» **Requirements**:
Retype each entry below exactly as it stands.

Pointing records
>> begin
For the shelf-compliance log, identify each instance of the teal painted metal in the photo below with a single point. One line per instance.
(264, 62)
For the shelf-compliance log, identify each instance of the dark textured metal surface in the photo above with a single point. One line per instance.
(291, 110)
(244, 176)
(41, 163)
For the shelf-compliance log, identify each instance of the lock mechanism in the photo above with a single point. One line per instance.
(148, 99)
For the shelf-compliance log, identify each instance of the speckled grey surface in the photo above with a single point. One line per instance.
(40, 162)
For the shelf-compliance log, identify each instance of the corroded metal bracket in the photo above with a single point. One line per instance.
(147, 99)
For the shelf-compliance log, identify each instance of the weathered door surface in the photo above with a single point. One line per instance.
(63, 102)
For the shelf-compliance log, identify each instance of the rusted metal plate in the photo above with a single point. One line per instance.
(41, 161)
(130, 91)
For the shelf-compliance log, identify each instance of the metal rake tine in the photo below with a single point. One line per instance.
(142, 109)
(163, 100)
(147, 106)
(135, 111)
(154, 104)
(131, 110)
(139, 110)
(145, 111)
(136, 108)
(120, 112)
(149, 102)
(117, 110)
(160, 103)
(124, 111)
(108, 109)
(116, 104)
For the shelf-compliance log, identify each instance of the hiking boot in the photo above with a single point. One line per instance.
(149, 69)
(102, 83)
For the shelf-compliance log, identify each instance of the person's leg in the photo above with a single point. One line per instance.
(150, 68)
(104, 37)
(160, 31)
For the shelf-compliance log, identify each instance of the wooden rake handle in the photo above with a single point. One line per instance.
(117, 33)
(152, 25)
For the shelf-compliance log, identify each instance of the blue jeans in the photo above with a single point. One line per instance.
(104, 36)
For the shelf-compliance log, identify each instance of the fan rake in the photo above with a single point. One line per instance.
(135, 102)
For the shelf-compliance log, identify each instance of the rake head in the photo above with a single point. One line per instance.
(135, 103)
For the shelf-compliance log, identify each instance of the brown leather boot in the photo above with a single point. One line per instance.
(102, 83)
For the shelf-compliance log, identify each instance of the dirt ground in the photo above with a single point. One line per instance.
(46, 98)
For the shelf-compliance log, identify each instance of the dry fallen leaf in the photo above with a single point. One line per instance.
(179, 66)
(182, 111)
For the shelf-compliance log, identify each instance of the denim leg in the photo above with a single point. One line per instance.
>> end
» **Solution for this exercise**:
For the shelf-compliance log, identify each instance of the teal painted metal in the photo below with a single point. One line per instance.
(264, 62)
For the shelf-compliance log, identify each instance of the dark textured metal surface in the photo above with a single point. One line per instance.
(291, 110)
(244, 176)
(41, 163)
For the shelf-compliance log, identify each instance of the lock mechanism in the photo above with a single point. One line per instance.
(148, 99)
For the shelf-compliance log, identify each instance of the speckled grey surface in the photo above with a single point. One line per instance.
(40, 162)
For the shelf-compliance log, identify each instance of the corroded metal bracket in the photo above with a single point. One line per instance.
(147, 99)
For the shelf-compliance log, identify each instance of the weathered door surface in the photo above with a single point. One line per instance.
(63, 102)
For the shelf-compliance log, identify each instance of the rusted metal plate in the photo above with a single point. One line per instance.
(41, 161)
(130, 91)
For the shelf-compliance log, identify each instance of the metal rake tine in the photo below with a single point. One line per instance.
(142, 109)
(163, 100)
(147, 106)
(135, 111)
(154, 104)
(131, 110)
(139, 110)
(145, 111)
(136, 108)
(120, 112)
(149, 102)
(117, 110)
(160, 103)
(124, 111)
(108, 109)
(116, 104)
For the shelf-compliance log, identify each instance of the hiking boot in the photo above with a single point. One line per instance.
(149, 69)
(102, 83)
For the shelf-compliance log, identify each instance of the person's leg in the photo above with a single point. One line per instance.
(150, 68)
(104, 37)
(160, 31)
For the shelf-compliance log, identify each instance of the wooden rake handle in the photo above with a single point. One line per instance.
(117, 33)
(152, 25)
For the shelf-compliance log, identify each instance of the blue jeans in the photo above with a single point. One line per instance.
(104, 36)
For the shelf-compliance log, identify each instance of the fan rake in the photo above with a single point. One line per instance.
(135, 102)
For the shelf-compliance log, identify each instance of the rake head in the photo above with a single point. One line per instance.
(135, 103)
For the shelf-compliance log, identify each instance of the brown leather boot in the photo above with a single point. One line per instance.
(102, 83)
For the shelf-compliance log, identify each instance of the dirt ground in the photo above with a single point. One line per instance.
(46, 98)
For the shelf-compliance log, identify each instance of the dry fallen leaf in the photo above with a single point. One line per instance.
(179, 66)
(182, 111)
For the shelf-compliance log, identify each instance of the denim leg in the photo above with a single point. One line per instance.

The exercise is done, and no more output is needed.